■ WORK INSTRUCTIONS ■
Here are the records. Print them all exactly.

■ GIVEN DATA ■
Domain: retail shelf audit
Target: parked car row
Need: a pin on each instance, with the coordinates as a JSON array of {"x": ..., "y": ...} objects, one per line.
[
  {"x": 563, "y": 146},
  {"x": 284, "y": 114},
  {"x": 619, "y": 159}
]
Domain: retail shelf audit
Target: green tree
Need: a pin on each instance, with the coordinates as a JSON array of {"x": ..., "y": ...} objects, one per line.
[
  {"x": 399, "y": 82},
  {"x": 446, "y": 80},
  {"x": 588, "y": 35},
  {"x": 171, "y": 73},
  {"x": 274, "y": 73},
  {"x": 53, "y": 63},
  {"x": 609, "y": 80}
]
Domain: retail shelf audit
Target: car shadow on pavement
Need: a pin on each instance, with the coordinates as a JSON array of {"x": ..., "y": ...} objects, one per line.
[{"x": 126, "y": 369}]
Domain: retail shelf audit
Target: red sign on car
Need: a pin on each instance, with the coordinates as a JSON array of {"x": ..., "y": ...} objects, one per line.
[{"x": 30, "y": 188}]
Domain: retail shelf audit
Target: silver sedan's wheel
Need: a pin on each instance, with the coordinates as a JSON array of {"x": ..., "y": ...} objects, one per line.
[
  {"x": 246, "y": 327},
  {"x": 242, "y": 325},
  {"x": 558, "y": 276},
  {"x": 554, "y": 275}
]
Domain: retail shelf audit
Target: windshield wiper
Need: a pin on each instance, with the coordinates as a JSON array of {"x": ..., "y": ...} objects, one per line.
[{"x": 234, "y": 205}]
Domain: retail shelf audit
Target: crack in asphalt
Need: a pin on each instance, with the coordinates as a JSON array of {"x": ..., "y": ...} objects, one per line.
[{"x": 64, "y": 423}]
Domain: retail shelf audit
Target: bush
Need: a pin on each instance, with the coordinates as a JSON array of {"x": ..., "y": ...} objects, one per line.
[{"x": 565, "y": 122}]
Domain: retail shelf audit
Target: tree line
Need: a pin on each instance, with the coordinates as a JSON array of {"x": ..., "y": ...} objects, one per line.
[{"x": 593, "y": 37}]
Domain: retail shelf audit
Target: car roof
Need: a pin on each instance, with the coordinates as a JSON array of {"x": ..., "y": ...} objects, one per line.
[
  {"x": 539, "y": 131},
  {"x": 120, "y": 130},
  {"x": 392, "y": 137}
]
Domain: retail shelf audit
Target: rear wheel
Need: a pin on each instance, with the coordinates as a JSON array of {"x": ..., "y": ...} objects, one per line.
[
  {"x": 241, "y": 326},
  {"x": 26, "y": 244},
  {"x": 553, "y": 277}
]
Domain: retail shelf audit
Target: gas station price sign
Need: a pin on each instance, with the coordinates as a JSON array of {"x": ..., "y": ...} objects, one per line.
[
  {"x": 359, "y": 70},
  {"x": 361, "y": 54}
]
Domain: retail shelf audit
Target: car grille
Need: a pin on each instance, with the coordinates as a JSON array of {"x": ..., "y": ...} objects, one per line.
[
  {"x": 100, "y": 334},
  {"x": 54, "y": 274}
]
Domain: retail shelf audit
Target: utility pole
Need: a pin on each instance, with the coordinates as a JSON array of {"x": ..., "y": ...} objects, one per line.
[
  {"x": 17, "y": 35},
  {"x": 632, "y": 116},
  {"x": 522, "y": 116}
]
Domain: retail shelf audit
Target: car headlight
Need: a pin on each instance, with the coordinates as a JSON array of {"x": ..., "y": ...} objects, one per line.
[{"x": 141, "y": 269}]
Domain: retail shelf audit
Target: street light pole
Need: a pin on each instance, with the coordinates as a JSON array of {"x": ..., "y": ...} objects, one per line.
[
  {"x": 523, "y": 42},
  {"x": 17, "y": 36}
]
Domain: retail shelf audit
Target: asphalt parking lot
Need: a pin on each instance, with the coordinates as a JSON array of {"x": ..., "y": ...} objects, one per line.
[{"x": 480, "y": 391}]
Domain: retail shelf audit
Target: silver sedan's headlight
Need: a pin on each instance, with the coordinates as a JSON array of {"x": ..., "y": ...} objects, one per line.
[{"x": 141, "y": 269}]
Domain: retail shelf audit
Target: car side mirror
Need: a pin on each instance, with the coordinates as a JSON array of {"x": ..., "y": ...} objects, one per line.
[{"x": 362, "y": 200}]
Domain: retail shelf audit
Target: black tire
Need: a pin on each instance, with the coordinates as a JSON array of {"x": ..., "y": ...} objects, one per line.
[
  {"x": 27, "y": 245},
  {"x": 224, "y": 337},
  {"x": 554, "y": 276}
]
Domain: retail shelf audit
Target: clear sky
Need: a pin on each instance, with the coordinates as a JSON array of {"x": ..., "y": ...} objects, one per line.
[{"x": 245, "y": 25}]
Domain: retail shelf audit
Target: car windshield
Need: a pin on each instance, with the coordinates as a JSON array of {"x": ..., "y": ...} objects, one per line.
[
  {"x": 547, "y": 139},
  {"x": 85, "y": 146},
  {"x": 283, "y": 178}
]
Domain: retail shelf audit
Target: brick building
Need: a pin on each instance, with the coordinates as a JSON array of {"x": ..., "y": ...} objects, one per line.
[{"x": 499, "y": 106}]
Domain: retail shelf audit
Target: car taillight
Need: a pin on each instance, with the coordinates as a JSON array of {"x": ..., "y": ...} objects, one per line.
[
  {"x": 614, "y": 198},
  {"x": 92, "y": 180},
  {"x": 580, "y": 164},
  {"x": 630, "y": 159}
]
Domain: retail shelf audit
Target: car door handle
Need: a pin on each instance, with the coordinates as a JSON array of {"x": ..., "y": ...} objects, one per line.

■ ANSWER BOX ■
Domain: retail shelf audit
Target: parked car row
Need: a pin on each instance, with the coordinates as a JSON array of {"x": ..., "y": ...} objects, one per line.
[
  {"x": 563, "y": 146},
  {"x": 284, "y": 114},
  {"x": 619, "y": 159}
]
Domain: retail shelf audit
Target: green tree
Need: a pin on each instance, with the coordinates as a JSON array of {"x": ..., "y": ...} objects, one per line.
[
  {"x": 399, "y": 82},
  {"x": 446, "y": 80},
  {"x": 588, "y": 35},
  {"x": 171, "y": 73},
  {"x": 274, "y": 73},
  {"x": 53, "y": 63},
  {"x": 609, "y": 80}
]
Domain: retail shelf audit
Target: car shadow on pavement
Need: a pin on each instance, with the coordinates as a JSON array of {"x": ..., "y": ...} objects, one per line.
[{"x": 126, "y": 369}]
Domain: retail shelf audit
Target: red sign on car
Need: a pin on each instance, with the coordinates as a JSON array of {"x": ..., "y": ...} objects, one per line.
[{"x": 30, "y": 188}]
Domain: retail shelf audit
Target: silver sedan's wheel
Need: a pin on each instance, with the coordinates as a JSON array of {"x": ..., "y": ...} objects, one per line.
[
  {"x": 246, "y": 327},
  {"x": 242, "y": 325},
  {"x": 558, "y": 276},
  {"x": 554, "y": 275}
]
Domain: retail shelf audit
Target: windshield wiper
Need: a pin on each instance, with the coordinates as a JSON array of {"x": ..., "y": ...} objects, one per line.
[{"x": 234, "y": 205}]
Domain: retail shelf audit
Target: crack in asphalt
Need: a pin on each instance, with the coordinates as a JSON array of {"x": ..., "y": ...} objects, one per line.
[{"x": 64, "y": 423}]
Domain: retail shelf audit
Target: bush
Need: a pin on each instance, with the coordinates as a JSON array of {"x": ..., "y": ...} objects, one per line.
[{"x": 565, "y": 122}]
Domain: retail shelf audit
Target: tree line
Need: a pin on each instance, with the coordinates as a JSON array of {"x": ..., "y": ...} objects, one per line.
[{"x": 593, "y": 37}]
Domain: retail shelf audit
Target: car roof
Need: a pin on each instance, with the coordinates as a JSON array of {"x": ..., "y": ...} objects, one per line.
[
  {"x": 539, "y": 131},
  {"x": 120, "y": 130},
  {"x": 392, "y": 137}
]
Domain: retail shelf audit
Target: rear wheel
Need: a pin on each instance, with the coordinates as a JSON array of {"x": ..., "y": ...} objects, one per line.
[
  {"x": 241, "y": 326},
  {"x": 26, "y": 244},
  {"x": 553, "y": 277}
]
Domain: retail shelf audit
Target: gas station price sign
Need: a pin on each instance, with the coordinates as a JSON array of {"x": ..., "y": ...} objects, one per line.
[
  {"x": 359, "y": 70},
  {"x": 361, "y": 54}
]
Domain: retail shelf audit
Target: car grille
Need: a pin on each instance, with the coordinates as a JSON array of {"x": ..., "y": ...} objects, one per line.
[
  {"x": 100, "y": 334},
  {"x": 54, "y": 274}
]
Domain: retail shelf audit
Target: utility pole
Need: a pin on each instance, with the coordinates as a JSON array of {"x": ..., "y": ...} objects, one per line.
[
  {"x": 17, "y": 35},
  {"x": 632, "y": 116},
  {"x": 522, "y": 116}
]
Domain: retail shelf audit
Target: car headlight
Need: a pin on each instance, with the coordinates as a JSON array of {"x": ..., "y": ...} objects, one per line.
[{"x": 141, "y": 269}]
Domain: retail shelf audit
Target: street light pole
Need: a pin on each instance, with the coordinates as a JSON array of {"x": ..., "y": ...} objects, one per line.
[
  {"x": 523, "y": 42},
  {"x": 17, "y": 36}
]
Domain: retail shelf audit
Target: asphalt parking lot
Need: a pin on each instance, with the coordinates as a JSON array of {"x": ..., "y": ...} objects, one per line.
[{"x": 480, "y": 391}]
Domain: retail shelf audit
Target: silver sedan's headlight
Need: a pin on each instance, with the coordinates as a JSON array of {"x": ..., "y": ...} objects, one per line.
[{"x": 141, "y": 269}]
Domain: retail shelf audit
Target: car side mirror
Need: a pin on each instance, with the coordinates as a JSON array of {"x": ..., "y": ...} objects, one per line.
[{"x": 362, "y": 200}]
Domain: retail shelf audit
Target: black tire
Need: a pin on each instance, with the coordinates as a JSON array of {"x": ..., "y": ...} objects, one per line.
[
  {"x": 27, "y": 245},
  {"x": 224, "y": 337},
  {"x": 554, "y": 276}
]
Domain: retail shelf audit
Target: clear sky
Need: a pin on each instance, with the coordinates as a JSON array of {"x": ..., "y": ...} objects, one per line.
[{"x": 245, "y": 25}]
Domain: retail shelf audit
Target: car windshield
Need: a pin on each instance, with the coordinates as a JSON array of {"x": ..., "y": ...} objects, one per line.
[
  {"x": 547, "y": 139},
  {"x": 85, "y": 146},
  {"x": 283, "y": 178}
]
Domain: retail shelf audit
Target: brick building
Need: a pin on each instance, with the coordinates as a JSON array of {"x": ..., "y": ...} objects, one per line.
[{"x": 499, "y": 106}]
Domain: retail shelf audit
Target: car taillight
Need: a pin on each instance, with the coordinates as a JSON array of {"x": ..., "y": ...} objects, one per line.
[
  {"x": 614, "y": 198},
  {"x": 92, "y": 180},
  {"x": 580, "y": 164},
  {"x": 630, "y": 159}
]
Domain: retail shelf audit
Target: car door handle
Need: a pin on each instance, with the coordinates as a JSON array of {"x": ..., "y": ...} objects, one per line.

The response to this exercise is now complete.